Material supplied:
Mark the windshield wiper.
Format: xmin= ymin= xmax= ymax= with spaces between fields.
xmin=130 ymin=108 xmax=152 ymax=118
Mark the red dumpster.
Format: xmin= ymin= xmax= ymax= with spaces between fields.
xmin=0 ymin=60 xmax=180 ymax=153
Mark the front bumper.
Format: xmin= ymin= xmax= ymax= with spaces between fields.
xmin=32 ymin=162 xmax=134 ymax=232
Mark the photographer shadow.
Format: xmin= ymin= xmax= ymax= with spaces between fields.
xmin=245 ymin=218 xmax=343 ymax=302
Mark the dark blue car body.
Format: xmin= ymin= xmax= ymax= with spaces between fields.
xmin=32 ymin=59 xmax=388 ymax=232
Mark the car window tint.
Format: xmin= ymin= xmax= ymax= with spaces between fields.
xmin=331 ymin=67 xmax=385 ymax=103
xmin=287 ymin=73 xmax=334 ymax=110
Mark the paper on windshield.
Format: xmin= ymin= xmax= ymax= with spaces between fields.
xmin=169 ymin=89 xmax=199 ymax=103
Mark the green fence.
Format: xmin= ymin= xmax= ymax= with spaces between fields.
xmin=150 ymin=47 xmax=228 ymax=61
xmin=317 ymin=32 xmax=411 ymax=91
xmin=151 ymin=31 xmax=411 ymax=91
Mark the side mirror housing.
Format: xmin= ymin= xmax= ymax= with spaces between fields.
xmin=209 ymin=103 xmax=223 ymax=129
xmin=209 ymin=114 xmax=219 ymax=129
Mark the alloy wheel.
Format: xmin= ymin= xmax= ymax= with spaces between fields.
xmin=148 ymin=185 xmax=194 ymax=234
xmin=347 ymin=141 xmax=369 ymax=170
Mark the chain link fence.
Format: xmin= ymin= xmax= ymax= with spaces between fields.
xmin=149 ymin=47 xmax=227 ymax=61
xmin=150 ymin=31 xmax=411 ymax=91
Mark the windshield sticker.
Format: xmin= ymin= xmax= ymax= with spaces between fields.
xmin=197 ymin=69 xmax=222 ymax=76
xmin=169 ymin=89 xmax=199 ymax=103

What the task asks:
Please set down each line of the records exactly as given.

Solution to this task:
Mark the windshield wiper.
Format: xmin= ymin= xmax= ymax= with spaces between fields.
xmin=130 ymin=108 xmax=152 ymax=118
Mark the red dumpster.
Format: xmin= ymin= xmax= ymax= with spaces between fields.
xmin=0 ymin=60 xmax=180 ymax=153
Mark the front bumper.
Format: xmin= ymin= xmax= ymax= with spaces between fields.
xmin=32 ymin=162 xmax=134 ymax=232
Mark the photographer shadow.
Format: xmin= ymin= xmax= ymax= with spaces between fields.
xmin=245 ymin=218 xmax=343 ymax=302
Mark the dark blue car body.
Format: xmin= ymin= xmax= ymax= with spaces between fields.
xmin=32 ymin=59 xmax=388 ymax=232
Mark the car window tint.
Format: xmin= ymin= xmax= ymax= with spaces between fields.
xmin=331 ymin=67 xmax=385 ymax=103
xmin=287 ymin=73 xmax=334 ymax=110
Mark the paper on windshield.
Format: xmin= ymin= xmax= ymax= with spaces between fields.
xmin=169 ymin=89 xmax=199 ymax=103
Mark the green fence.
Format: xmin= ymin= xmax= ymax= with spaces between fields.
xmin=150 ymin=47 xmax=228 ymax=61
xmin=317 ymin=32 xmax=411 ymax=91
xmin=151 ymin=31 xmax=411 ymax=91
Mark the side mirror housing.
Format: xmin= ymin= xmax= ymax= with spaces between fields.
xmin=209 ymin=103 xmax=223 ymax=129
xmin=209 ymin=114 xmax=219 ymax=129
Mark the alloy wheel.
Format: xmin= ymin= xmax= ymax= with spaces between fields.
xmin=148 ymin=185 xmax=194 ymax=234
xmin=347 ymin=141 xmax=369 ymax=170
Mark the chain link fence.
Format: xmin= ymin= xmax= ymax= with spaces between fields.
xmin=149 ymin=47 xmax=227 ymax=61
xmin=150 ymin=31 xmax=411 ymax=91
Mark the windshield sticker.
Format: xmin= ymin= xmax= ymax= with spaces between fields.
xmin=197 ymin=69 xmax=222 ymax=76
xmin=169 ymin=89 xmax=199 ymax=103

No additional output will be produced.